- Work to be completed -
This exercise needs the complete data reproduced exactly.

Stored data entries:
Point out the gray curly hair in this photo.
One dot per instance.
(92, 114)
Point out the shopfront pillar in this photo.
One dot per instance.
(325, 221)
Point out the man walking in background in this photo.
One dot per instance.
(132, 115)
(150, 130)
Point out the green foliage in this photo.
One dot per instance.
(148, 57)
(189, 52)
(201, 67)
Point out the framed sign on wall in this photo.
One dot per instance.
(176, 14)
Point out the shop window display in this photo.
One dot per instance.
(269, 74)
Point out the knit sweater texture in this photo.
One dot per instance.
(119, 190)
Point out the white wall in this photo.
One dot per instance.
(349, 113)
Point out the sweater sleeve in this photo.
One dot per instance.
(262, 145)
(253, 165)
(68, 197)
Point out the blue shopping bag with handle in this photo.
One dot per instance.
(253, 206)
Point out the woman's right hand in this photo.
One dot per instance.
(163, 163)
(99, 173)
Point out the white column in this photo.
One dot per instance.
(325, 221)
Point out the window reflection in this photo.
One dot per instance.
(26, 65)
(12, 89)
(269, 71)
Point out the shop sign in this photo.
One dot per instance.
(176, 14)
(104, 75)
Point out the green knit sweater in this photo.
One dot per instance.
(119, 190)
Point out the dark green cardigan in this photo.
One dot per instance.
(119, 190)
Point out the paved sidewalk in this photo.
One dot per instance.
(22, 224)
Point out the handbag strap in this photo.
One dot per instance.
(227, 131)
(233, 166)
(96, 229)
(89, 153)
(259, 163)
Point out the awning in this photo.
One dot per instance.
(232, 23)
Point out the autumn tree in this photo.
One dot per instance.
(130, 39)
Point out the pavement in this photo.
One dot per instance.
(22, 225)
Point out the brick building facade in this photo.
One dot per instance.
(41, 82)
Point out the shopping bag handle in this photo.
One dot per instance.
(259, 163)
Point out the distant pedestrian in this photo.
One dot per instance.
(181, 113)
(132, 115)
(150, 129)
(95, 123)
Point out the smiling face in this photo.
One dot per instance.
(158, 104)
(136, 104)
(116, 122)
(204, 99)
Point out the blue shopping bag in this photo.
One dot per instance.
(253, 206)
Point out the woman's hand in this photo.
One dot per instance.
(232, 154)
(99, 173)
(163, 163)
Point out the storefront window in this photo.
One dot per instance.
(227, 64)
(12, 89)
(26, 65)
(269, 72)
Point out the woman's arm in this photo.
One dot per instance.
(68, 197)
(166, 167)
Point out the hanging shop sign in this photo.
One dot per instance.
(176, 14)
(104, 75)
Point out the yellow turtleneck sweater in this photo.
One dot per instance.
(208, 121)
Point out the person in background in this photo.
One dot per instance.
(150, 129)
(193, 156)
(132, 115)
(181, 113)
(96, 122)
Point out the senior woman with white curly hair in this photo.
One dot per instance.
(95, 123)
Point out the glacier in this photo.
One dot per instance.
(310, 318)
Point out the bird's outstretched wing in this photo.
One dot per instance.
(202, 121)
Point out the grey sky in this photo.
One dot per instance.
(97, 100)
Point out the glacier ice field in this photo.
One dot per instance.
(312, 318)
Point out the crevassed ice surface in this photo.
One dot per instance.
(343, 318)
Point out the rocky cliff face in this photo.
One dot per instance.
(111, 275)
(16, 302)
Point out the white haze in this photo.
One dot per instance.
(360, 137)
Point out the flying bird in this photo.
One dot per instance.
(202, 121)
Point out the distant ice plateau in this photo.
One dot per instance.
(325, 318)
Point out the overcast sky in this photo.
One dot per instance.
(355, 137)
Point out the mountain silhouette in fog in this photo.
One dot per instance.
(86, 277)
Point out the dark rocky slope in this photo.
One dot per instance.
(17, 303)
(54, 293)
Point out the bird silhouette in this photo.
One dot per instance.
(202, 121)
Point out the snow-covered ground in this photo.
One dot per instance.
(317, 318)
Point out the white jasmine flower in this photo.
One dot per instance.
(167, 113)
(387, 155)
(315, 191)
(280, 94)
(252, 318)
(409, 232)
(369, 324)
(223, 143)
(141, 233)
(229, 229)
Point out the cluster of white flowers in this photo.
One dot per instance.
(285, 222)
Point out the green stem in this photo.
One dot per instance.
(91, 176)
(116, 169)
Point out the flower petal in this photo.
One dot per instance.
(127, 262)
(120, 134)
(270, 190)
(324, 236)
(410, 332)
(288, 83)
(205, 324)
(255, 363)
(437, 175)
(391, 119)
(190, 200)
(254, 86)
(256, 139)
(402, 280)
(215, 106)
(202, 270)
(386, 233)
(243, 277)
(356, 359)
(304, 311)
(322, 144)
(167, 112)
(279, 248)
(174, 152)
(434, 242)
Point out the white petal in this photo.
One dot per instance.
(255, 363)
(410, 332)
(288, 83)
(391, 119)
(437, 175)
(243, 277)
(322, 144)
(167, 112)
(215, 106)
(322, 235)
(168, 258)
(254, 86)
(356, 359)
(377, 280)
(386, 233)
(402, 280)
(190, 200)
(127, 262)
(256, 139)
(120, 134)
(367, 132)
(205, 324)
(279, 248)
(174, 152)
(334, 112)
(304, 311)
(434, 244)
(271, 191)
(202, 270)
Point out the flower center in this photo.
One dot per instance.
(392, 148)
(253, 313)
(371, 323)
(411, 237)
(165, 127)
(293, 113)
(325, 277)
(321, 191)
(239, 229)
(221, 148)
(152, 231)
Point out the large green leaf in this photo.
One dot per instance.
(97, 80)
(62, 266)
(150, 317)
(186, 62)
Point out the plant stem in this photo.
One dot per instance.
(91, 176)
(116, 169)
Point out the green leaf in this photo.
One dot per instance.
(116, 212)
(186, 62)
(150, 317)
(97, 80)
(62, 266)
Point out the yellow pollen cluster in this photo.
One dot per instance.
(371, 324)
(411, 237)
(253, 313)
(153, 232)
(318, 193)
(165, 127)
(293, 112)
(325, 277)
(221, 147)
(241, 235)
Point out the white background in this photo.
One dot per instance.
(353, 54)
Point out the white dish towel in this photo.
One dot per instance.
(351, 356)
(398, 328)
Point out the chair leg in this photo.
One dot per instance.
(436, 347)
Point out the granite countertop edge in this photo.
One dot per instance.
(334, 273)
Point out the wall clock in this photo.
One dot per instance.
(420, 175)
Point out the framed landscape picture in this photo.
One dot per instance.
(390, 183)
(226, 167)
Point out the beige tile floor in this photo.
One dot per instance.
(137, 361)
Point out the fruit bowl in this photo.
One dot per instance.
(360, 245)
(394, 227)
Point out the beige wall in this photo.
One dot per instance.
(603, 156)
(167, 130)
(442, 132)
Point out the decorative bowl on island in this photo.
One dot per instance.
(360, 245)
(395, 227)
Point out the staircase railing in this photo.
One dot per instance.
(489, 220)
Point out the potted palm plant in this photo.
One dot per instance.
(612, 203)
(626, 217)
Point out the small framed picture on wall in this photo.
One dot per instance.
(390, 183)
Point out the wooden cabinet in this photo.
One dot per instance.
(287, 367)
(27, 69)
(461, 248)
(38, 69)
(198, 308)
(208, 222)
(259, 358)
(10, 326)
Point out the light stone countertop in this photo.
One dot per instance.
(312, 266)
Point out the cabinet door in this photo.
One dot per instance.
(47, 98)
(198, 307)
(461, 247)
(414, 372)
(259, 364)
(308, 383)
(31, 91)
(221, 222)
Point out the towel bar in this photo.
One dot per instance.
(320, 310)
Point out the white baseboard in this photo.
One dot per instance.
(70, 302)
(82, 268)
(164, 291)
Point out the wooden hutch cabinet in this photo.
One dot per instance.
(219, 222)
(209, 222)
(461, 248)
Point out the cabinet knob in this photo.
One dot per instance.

- Answer space -
Point out the gray curly hair in this photo.
One dot per instance.
(92, 114)
Point out the shopfront pillar in this photo.
One dot per instance.
(325, 221)
Point out the man walking in background in this photo.
One dot per instance.
(132, 115)
(150, 130)
Point out the green foliage in this photo.
One dot per instance.
(148, 57)
(189, 52)
(201, 67)
Point out the framed sign on wall in this photo.
One dot per instance.
(176, 14)
Point out the shop window display in this photo.
One dot per instance.
(269, 74)
Point out the knit sweater texture in this photo.
One dot per instance.
(119, 190)
Point out the white wall in this photo.
One dot per instance.
(349, 113)
Point out the sweater sleeve in this photo.
One dot per instance.
(262, 145)
(253, 165)
(68, 197)
Point out the blue shopping bag with handle in this photo.
One dot per instance.
(253, 206)
Point out the woman's right hand in this photo.
One dot per instance.
(163, 163)
(99, 173)
Point out the white column in this photo.
One dot per instance.
(325, 221)
Point out the window reflection in this photo.
One dot per instance.
(26, 65)
(12, 89)
(269, 71)
Point out the shop sign in this photo.
One dot per instance.
(176, 14)
(104, 75)
Point out the green knit sweater in this photo.
One dot per instance.
(119, 190)
Point out the dark green cardigan in this photo.
One dot per instance.
(119, 190)
Point out the paved sidewalk in this photo.
One dot per instance.
(22, 224)
Point out the handbag strap in this photo.
One dot per instance.
(227, 131)
(233, 166)
(96, 229)
(89, 153)
(259, 163)
Point out the awning in this photo.
One dot per instance.
(232, 23)
Point out the autumn tree in this photo.
One dot per instance.
(130, 39)
Point out the pavement in this photo.
One dot per instance.
(22, 225)
Point out the brick building facade in this photo.
One dot per instance.
(41, 82)
Point out the shopping bag handle in this photo.
One dot per instance.
(259, 163)
Point out the distant pedestrian in this photo.
One dot per instance.
(181, 113)
(132, 115)
(150, 129)
(95, 123)
Point out the smiling face in this photo.
One dot per instance.
(158, 104)
(136, 104)
(116, 122)
(204, 99)
Point out the blue shopping bag in this photo.
One dot per instance.
(253, 206)
Point out the woman's hand in this photo.
One dot per instance.
(232, 154)
(99, 173)
(163, 163)
Point out the storefront window in this photo.
One dot per instance.
(227, 64)
(12, 89)
(26, 65)
(269, 72)
Point out the woman's arm in this photo.
One dot per instance.
(68, 197)
(166, 167)
Point out the hanging shop sign in this photo.
One dot per instance.
(176, 14)
(104, 75)
Point out the yellow turtleneck sweater in this photo.
One dot per instance.
(208, 121)
Point out the person in background in this photo.
One dot per instance.
(150, 129)
(193, 156)
(132, 115)
(181, 113)
(96, 122)
Point out the senior woman with white curly hair in this photo.
One dot per instance.
(95, 123)
Point out the glacier in this photo.
One dot per instance.
(310, 318)
Point out the bird's outstretched wing in this photo.
One dot per instance.
(202, 121)
Point out the grey sky in this photo.
One dot per instance.
(97, 100)
Point out the glacier ice field in this photo.
One dot per instance.
(312, 318)
Point out the crevassed ice surface in this photo.
One dot per instance.
(343, 318)
Point out the rocky cliff face in this photo.
One dot per instance.
(111, 275)
(16, 302)
Point out the white haze in this photo.
One dot per instance.
(360, 137)
Point out the flying bird in this photo.
One dot per instance.
(202, 121)
Point out the distant ice plateau in this photo.
One dot per instance.
(325, 318)
Point out the overcast sky in this photo.
One dot per instance.
(355, 137)
Point out the mountain silhouette in fog in this photo.
One dot per instance.
(86, 277)
Point out the dark rocky slope in this photo.
One dot per instance.
(17, 303)
(54, 293)
Point out the bird silhouette in this photo.
One dot per instance.
(202, 121)
Point out the snow-covered ground in this photo.
One dot per instance.
(317, 318)
Point out the white jasmine flower in this photo.
One dot per instance.
(167, 113)
(387, 155)
(315, 191)
(280, 94)
(252, 318)
(409, 232)
(369, 324)
(223, 143)
(141, 233)
(229, 229)
Point out the cluster of white flowers in this photo.
One dot per instance.
(285, 222)
Point out the green stem in this photo.
One dot per instance.
(91, 176)
(116, 169)
Point out the flower petal in this photo.
One dot per instance.
(127, 262)
(120, 134)
(270, 190)
(324, 236)
(410, 332)
(288, 83)
(205, 324)
(255, 363)
(437, 175)
(391, 119)
(190, 200)
(254, 86)
(256, 139)
(402, 280)
(215, 106)
(202, 270)
(386, 233)
(243, 277)
(356, 359)
(304, 311)
(322, 144)
(167, 112)
(279, 248)
(174, 152)
(434, 242)
Point out the white petal in this photo.
One dot per instance.
(255, 363)
(410, 332)
(288, 83)
(391, 119)
(437, 175)
(243, 277)
(322, 144)
(167, 112)
(215, 106)
(322, 235)
(168, 258)
(254, 86)
(356, 359)
(377, 280)
(386, 233)
(402, 280)
(190, 200)
(127, 262)
(256, 139)
(120, 134)
(367, 132)
(205, 324)
(279, 248)
(174, 152)
(334, 112)
(304, 311)
(434, 244)
(271, 191)
(202, 270)
Point out the flower center in this photo.
One dot per instance.
(392, 148)
(253, 313)
(371, 323)
(411, 237)
(165, 127)
(293, 113)
(325, 277)
(321, 191)
(239, 229)
(221, 148)
(152, 231)
Point out the large green leaf in this photo.
One dot per instance.
(97, 80)
(62, 266)
(150, 317)
(186, 62)
Point out the plant stem in this photo.
One dot per instance.
(91, 176)
(116, 169)
Point out the green leaf in this photo.
One dot per instance.
(116, 212)
(186, 62)
(150, 317)
(97, 80)
(62, 266)
Point out the yellow pollen cluster in this photo.
One dot per instance.
(371, 324)
(411, 237)
(253, 313)
(153, 232)
(318, 193)
(165, 127)
(293, 112)
(325, 277)
(221, 147)
(241, 235)
Point out the white background in this photo.
One dot per instance.
(353, 54)
Point out the white dish towel in this photo.
One dot per instance.
(351, 356)
(398, 328)
Point out the chair leg in this photo.
One dot per instance.
(436, 347)
Point out the granite countertop edge in this photo.
One dot per instance.
(334, 273)
Point out the wall clock in this photo.
One dot per instance.
(420, 175)
Point out the framed landscape picture in this photo.
One dot per instance.
(390, 183)
(226, 167)
Point out the beige tile floor in this photo.
One dot per instance.
(137, 361)
Point out the fruit bowl in this photo.
One dot per instance.
(360, 245)
(394, 227)
Point out the beige wall in this photo.
One dot per instance.
(603, 156)
(167, 130)
(442, 132)
Point out the decorative bowl on island in this photo.
One dot per instance.
(360, 245)
(395, 227)
Point out the staircase railing in this photo.
One dot per instance.
(489, 220)
Point out the potted palm plant in this photo.
One dot per instance.
(612, 203)
(626, 217)
Point out the small framed picture on wall in this photo.
One dot per instance.
(390, 183)
Point out the wooden cabinet in this photo.
One dot per instance.
(287, 367)
(27, 69)
(461, 248)
(38, 69)
(198, 308)
(208, 222)
(259, 358)
(10, 326)
Point out the light stone countertop in this photo.
One dot per instance.
(312, 266)
Point out the cabinet door in this photo.
One dot per instance.
(47, 98)
(198, 307)
(461, 247)
(414, 372)
(259, 364)
(308, 383)
(31, 91)
(221, 222)
Point out the towel bar in this photo.
One dot per instance.
(320, 310)
Point out the white baseboard in this photo.
One dot per instance.
(70, 302)
(82, 268)
(164, 291)
Point out the wooden hutch cabinet in this photo.
One dot per instance.
(219, 222)
(209, 222)
(461, 248)
Point out the cabinet knob in this photo.
One dot per instance.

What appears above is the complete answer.